__Work required__
Repeat, word for word, all the data that follows, and exclude the pictures.

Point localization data
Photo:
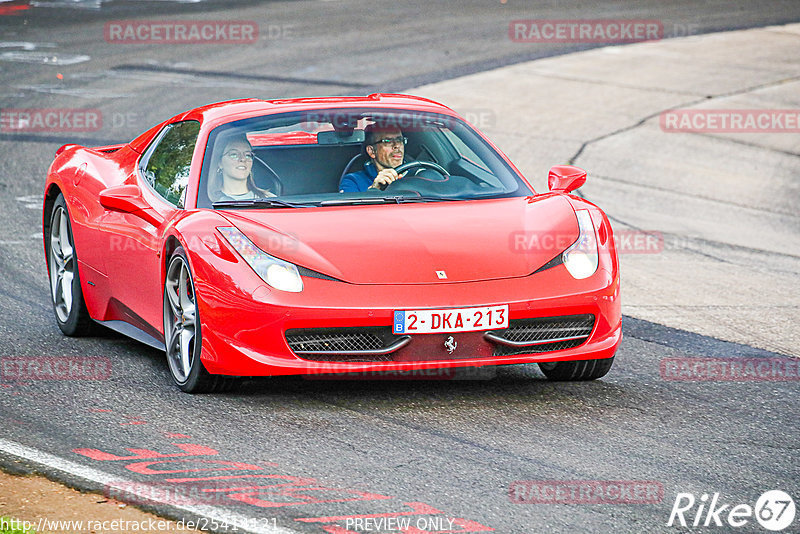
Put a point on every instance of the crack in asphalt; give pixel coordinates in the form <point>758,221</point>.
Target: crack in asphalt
<point>691,103</point>
<point>238,75</point>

__Solved problem__
Photo:
Put a point on every instance of the crack in asphalt; give pixel coordinates in the form <point>758,221</point>.
Target: crack in asphalt
<point>691,103</point>
<point>238,75</point>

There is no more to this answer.